start Records to process

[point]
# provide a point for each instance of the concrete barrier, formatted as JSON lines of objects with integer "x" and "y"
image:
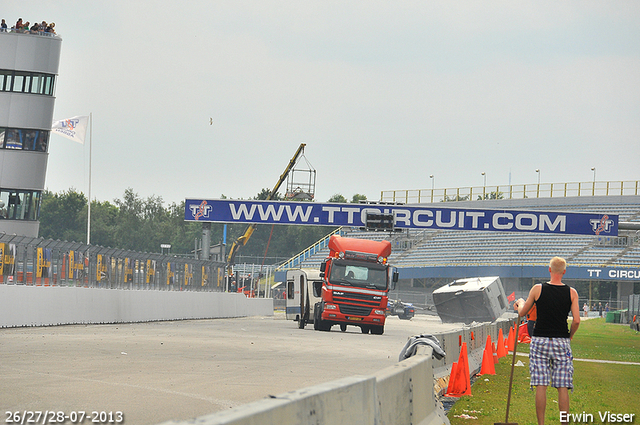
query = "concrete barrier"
{"x": 44, "y": 306}
{"x": 401, "y": 394}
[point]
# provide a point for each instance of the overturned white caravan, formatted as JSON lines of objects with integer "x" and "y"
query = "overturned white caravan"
{"x": 476, "y": 299}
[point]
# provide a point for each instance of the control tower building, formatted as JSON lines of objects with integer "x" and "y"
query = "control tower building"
{"x": 28, "y": 69}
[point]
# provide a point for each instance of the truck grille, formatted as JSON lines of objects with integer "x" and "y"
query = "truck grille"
{"x": 354, "y": 309}
{"x": 343, "y": 296}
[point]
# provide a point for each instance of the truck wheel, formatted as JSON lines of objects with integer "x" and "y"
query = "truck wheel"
{"x": 377, "y": 330}
{"x": 304, "y": 317}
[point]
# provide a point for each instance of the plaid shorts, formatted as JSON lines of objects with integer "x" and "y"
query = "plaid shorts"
{"x": 551, "y": 359}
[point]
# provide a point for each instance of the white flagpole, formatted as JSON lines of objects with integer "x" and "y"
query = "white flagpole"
{"x": 89, "y": 209}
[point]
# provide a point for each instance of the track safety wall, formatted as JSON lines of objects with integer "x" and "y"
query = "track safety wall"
{"x": 45, "y": 306}
{"x": 402, "y": 394}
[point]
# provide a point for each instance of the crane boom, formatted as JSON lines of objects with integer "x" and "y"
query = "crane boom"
{"x": 242, "y": 240}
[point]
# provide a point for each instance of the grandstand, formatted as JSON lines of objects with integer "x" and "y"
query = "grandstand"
{"x": 427, "y": 259}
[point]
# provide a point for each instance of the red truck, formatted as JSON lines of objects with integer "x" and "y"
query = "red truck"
{"x": 355, "y": 280}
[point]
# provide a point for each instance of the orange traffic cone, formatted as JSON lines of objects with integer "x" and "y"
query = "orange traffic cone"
{"x": 510, "y": 339}
{"x": 523, "y": 334}
{"x": 452, "y": 380}
{"x": 488, "y": 367}
{"x": 502, "y": 351}
{"x": 460, "y": 381}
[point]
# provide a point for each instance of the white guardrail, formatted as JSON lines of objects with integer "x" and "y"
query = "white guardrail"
{"x": 401, "y": 394}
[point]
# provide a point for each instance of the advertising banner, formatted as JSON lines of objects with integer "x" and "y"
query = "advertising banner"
{"x": 404, "y": 216}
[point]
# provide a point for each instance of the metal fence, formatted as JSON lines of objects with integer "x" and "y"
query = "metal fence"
{"x": 45, "y": 262}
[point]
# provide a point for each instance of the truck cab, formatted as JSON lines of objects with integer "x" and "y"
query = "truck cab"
{"x": 303, "y": 292}
{"x": 356, "y": 279}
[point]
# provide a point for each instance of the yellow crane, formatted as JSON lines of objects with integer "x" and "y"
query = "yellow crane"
{"x": 242, "y": 240}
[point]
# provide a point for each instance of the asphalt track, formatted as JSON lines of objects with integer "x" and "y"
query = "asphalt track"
{"x": 159, "y": 371}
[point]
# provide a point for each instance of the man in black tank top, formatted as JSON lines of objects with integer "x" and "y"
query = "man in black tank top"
{"x": 550, "y": 358}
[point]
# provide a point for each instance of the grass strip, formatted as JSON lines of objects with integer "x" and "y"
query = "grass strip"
{"x": 599, "y": 387}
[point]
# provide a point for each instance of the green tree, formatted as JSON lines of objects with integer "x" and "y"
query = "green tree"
{"x": 357, "y": 198}
{"x": 63, "y": 216}
{"x": 338, "y": 198}
{"x": 104, "y": 223}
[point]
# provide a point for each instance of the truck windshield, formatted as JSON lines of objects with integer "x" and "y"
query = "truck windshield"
{"x": 367, "y": 275}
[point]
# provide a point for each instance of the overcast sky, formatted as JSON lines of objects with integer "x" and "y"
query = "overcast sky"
{"x": 384, "y": 94}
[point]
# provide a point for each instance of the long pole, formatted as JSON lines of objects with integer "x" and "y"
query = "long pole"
{"x": 89, "y": 208}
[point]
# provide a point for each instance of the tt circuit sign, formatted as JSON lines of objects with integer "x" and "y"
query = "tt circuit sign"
{"x": 402, "y": 216}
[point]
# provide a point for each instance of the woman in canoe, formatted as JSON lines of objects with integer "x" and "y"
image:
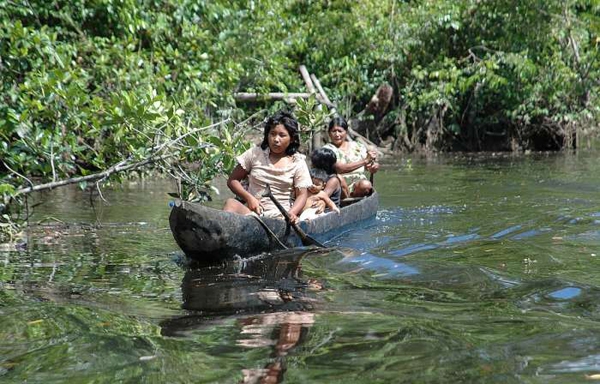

end Records to process

▶ Problem
Pick out and copy every line of the records above that contains the word "boom".

▶ Solution for this problem
# provide a point for each instance of the crane boom, formatted as JSON lines of objects with integer "x" and "y"
query = "crane boom"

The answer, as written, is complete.